— Begin —
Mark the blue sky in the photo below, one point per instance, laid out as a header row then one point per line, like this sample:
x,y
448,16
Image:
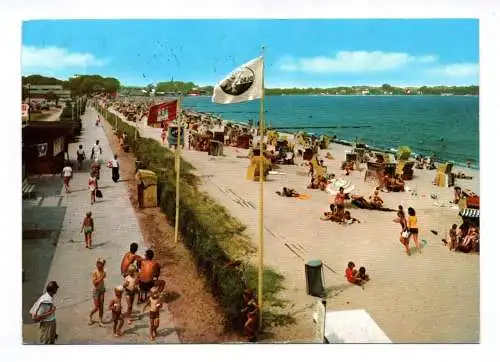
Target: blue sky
x,y
301,53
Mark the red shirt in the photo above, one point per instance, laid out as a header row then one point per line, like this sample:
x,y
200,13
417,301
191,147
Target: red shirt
x,y
349,275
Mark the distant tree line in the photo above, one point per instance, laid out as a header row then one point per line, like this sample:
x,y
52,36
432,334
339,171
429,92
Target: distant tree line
x,y
78,85
88,84
384,89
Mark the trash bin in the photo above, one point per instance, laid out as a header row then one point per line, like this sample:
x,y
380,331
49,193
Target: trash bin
x,y
216,148
147,188
314,278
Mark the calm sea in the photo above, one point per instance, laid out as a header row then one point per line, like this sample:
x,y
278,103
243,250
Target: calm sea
x,y
445,125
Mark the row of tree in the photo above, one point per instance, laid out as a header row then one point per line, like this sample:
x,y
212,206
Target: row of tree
x,y
88,84
384,89
78,85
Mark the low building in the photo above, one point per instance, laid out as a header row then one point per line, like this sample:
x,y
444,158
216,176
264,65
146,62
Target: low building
x,y
40,91
44,146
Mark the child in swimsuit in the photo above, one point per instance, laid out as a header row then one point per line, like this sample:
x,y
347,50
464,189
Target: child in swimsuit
x,y
155,305
116,309
131,287
88,228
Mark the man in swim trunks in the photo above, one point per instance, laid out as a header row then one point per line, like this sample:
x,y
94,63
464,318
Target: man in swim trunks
x,y
130,258
150,271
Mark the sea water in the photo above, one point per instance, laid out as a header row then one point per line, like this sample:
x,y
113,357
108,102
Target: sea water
x,y
447,126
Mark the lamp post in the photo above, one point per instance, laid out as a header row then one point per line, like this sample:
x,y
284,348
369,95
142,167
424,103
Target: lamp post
x,y
29,102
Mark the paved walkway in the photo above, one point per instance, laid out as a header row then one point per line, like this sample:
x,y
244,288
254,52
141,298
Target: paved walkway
x,y
116,226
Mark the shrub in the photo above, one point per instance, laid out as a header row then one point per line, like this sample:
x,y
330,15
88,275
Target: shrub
x,y
212,235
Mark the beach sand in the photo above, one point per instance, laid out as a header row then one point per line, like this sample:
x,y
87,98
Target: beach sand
x,y
427,298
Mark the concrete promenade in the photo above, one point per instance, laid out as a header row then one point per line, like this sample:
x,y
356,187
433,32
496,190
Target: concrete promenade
x,y
116,226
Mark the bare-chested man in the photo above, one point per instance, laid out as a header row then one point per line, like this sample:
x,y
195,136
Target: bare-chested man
x,y
130,258
148,277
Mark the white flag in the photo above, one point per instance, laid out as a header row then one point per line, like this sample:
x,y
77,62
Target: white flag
x,y
243,84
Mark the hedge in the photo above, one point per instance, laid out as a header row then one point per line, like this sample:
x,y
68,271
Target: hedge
x,y
213,236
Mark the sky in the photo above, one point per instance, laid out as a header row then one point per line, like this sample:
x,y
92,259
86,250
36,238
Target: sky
x,y
298,53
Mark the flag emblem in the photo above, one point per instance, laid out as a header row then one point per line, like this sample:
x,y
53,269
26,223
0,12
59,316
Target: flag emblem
x,y
243,84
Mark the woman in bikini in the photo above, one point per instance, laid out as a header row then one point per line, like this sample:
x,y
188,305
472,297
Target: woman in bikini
x,y
98,277
88,228
115,305
404,237
413,227
92,187
131,287
339,202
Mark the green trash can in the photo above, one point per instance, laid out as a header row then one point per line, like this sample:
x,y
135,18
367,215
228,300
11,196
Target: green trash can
x,y
315,278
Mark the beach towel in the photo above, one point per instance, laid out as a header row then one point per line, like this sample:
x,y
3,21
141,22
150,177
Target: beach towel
x,y
303,197
44,299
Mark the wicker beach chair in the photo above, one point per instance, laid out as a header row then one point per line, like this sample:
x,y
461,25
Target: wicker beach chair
x,y
374,171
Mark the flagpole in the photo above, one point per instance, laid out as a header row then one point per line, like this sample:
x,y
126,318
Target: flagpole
x,y
177,170
261,198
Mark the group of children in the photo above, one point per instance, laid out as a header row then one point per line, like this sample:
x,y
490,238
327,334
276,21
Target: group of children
x,y
132,269
464,238
358,277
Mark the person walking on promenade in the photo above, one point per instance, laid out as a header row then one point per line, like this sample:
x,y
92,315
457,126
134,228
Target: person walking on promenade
x,y
163,135
131,287
92,187
67,173
413,227
115,169
88,228
130,259
155,304
44,312
96,152
80,156
115,305
98,277
148,277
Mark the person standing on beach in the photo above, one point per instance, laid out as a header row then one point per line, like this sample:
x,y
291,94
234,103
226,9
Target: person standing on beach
x,y
98,277
130,259
67,173
404,237
44,312
413,227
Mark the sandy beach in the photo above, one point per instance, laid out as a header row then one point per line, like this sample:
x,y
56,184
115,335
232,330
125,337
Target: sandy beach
x,y
427,298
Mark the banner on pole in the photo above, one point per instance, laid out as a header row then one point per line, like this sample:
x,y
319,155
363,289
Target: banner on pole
x,y
162,112
242,84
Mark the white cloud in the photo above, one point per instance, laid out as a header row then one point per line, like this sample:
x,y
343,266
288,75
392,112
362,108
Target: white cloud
x,y
353,62
52,58
457,70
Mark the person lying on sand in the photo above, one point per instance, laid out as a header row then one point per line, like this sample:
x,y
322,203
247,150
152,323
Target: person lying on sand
x,y
348,166
348,219
375,199
463,176
395,184
342,217
355,277
362,203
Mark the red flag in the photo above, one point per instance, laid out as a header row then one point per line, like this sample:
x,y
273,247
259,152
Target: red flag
x,y
157,112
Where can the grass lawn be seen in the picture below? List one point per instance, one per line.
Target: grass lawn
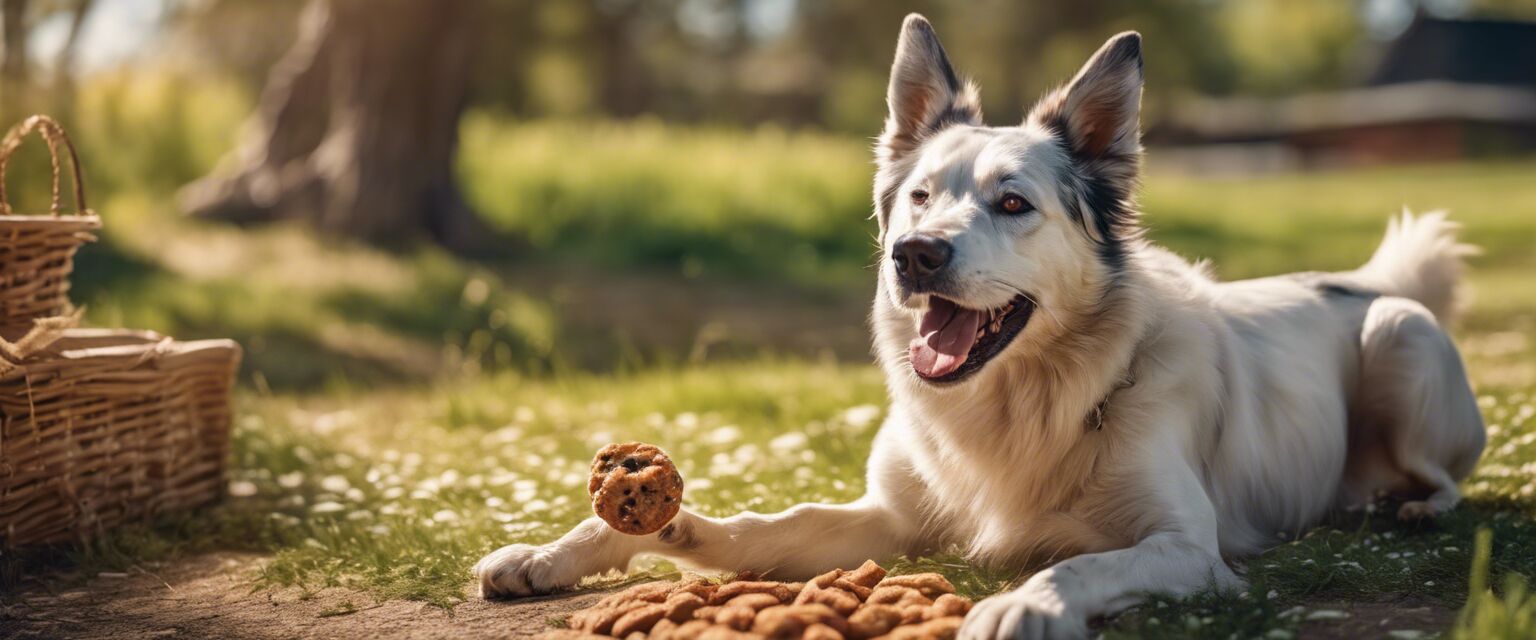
— End —
TO DO:
Restate the data above word for word. Skip every picture.

RESULT OF THIS EXERCISE:
Mark the blue sky in the photo below, one point per instance, laid out as a header row then one point per line, like this sample:
x,y
448,16
Image:
Target: blue sky
x,y
301,53
Mark the red shirt in the photo above, one point per instance, laid out as a header row then one point per line, like this sample:
x,y
200,13
417,301
191,147
Target: red shirt
x,y
349,275
Mark the distant tree line in the photo above, one point per instance, laid out as a header row then one point per line, like this sample:
x,y
52,36
432,334
339,171
429,92
Target: distant tree line
x,y
78,85
88,84
384,89
Mark the trash bin in the photo above, one point per instance, laid out as a header row then one point per line, like this sample:
x,y
380,331
49,193
Target: trash bin
x,y
216,148
147,188
314,278
Mark the calm sea in the photo above, one point per instance, laid out as a header row then one point per line, like this sample:
x,y
278,103
243,250
Target: calm sea
x,y
445,125
Mark the row of tree in the photo above, one point per instance, laid out as a header row then one point per line, like this sample:
x,y
212,206
Target: row of tree
x,y
88,84
384,89
78,85
Mark the low building in the photo above, one point per instance, laid out as a header row then one point per line, like this sample:
x,y
444,158
216,176
264,65
146,62
Target: low building
x,y
40,91
44,146
Mark the child in swimsuit in the photo above, one point per instance, laid out as a header row then one point per line, like this sample:
x,y
347,50
464,189
Target: child in swimsuit
x,y
155,305
116,309
131,287
88,228
Mark the man in swim trunks in the photo above, one point per instance, laid out as a header row then one point per line, like this sample:
x,y
94,63
464,318
Target: man in swim trunks
x,y
130,258
150,271
Mark the sea water in the photo above, one point per instance, laid out as a header row then one point per line, like this sample:
x,y
113,357
108,102
Target: sea water
x,y
447,126
Mark the lamp post in the photo above, one point per instance, laid out as a header row then one point per line, like this sample:
x,y
284,348
369,95
142,167
424,103
Target: lamp post
x,y
29,102
Mark the paved walkway in the photo above, one point per instance, laid out as a header row then one point per line, like this sample:
x,y
244,288
254,52
141,298
Target: paved walkway
x,y
116,226
Mark the shrub in the photo above, one point per instance, laid out as a header row then one point per line, like this sample:
x,y
330,15
88,275
Target: shrub
x,y
212,235
Mark the beach sand in the photo above, one point per instance, laid out as a header row then one point per line, like this sample:
x,y
87,98
Target: beach sand
x,y
427,298
Mark the concrete promenade in the photo above, one point per instance, laid out as a header row then one point per line, like this sample:
x,y
356,187
433,32
496,190
Target: concrete promenade
x,y
116,226
Mark the bare-chested man in the photo above, one point per instance, laid out as a header row then one point per line, like this sample:
x,y
195,136
Target: bare-chested man
x,y
130,258
148,277
Mark the white flag in the photo above, one point per instance, laid out as a header row then one point per line, like this sample:
x,y
77,62
Target: white flag
x,y
243,84
Mark the hedge in the photo above, one point per instance, laid out as a header row then one point per line, like this sample:
x,y
68,271
Target: hedge
x,y
213,236
Mark the sky in the photo above, one point per instance, laid out as a header row then one point per line, like this sample:
x,y
92,259
86,250
36,238
Target: sky
x,y
298,53
Mark the flag emblem in the photo above, one point per instance, laid out as a header row then one point per line, like this sample:
x,y
53,269
26,223
0,12
59,316
Target: flag emblem
x,y
243,84
Mark the woman in bikini in the photo above, one point per instance, laid out as a header row then one point per line, like this sample:
x,y
188,305
472,297
Target: woman in bikini
x,y
98,277
88,228
115,305
404,237
413,227
92,187
131,287
339,202
Mark the green trash can in the photo above, one point per instance, laid out as a header row then one point per line, like this sample:
x,y
135,18
367,215
228,300
11,196
Target: green trash can
x,y
315,278
Mark the beach towel in the photo above, one point per instance, laid out as a header row then one point per line, like this sample:
x,y
3,21
141,22
150,177
Target: beach towel
x,y
303,197
44,299
Mark the wicker beach chair in the photo above, one point per instance, laid out as a header row then one point per line, like this sample:
x,y
461,25
Target: wicker beach chair
x,y
374,171
Mark the flagpole in the photo above, one point per instance, laid out as a header row then one point per line, like this sample:
x,y
126,318
Target: flagpole
x,y
177,170
261,198
Mark the group of children in the photo above, one point per instance, laid out as a header row then one point per line, like this sample:
x,y
490,238
327,334
276,21
Target: group of children
x,y
132,269
464,238
358,277
Mark the person walking on promenade in the photo above, one point per instance, laid out as a header row then one point per line, like this sample:
x,y
92,315
457,126
134,228
Target: person walking on promenade
x,y
163,135
131,287
92,187
67,173
413,227
115,169
88,228
130,259
155,304
44,312
96,152
80,156
115,305
98,277
148,277
Mark the person standing on beach in the photo above, one point per instance, laid out as a header row then one point per line, like this sample:
x,y
291,94
234,103
226,9
Target: person standing on beach
x,y
98,277
130,259
67,173
404,237
44,312
413,227
Mark the sandy beach in the photo above, one point per instance, laid out as a header row then one point per line, like this sample:
x,y
56,184
115,335
232,330
125,337
Target: sandy beach
x,y
427,298
Mark the banner on pole in the photo above, one point per instance, laid out as a header row then one point per line, like this sample:
x,y
319,155
363,289
Target: banner on pole
x,y
162,112
242,84
Mark the white cloud in the photo above, one point per instance, laid out as a header row then one point per line, like this sample:
x,y
343,266
288,75
392,112
362,108
Target: white cloud
x,y
353,62
52,58
457,70
Mark the person lying on sand in the photo above, one point per instance, laid out as a header row then one point per line, like this sample:
x,y
322,203
247,150
152,323
Target: person lying on sand
x,y
348,166
348,219
375,199
463,176
395,184
342,217
355,277
362,203
Mark the red flag in the photo above, one point per instance, laid out as a header row then one point per line, like this sample:
x,y
273,247
259,152
Target: red flag
x,y
157,112
Where can the grass lawn be seen in the picture below? List one point per instance, one per line.
Target: grass lawn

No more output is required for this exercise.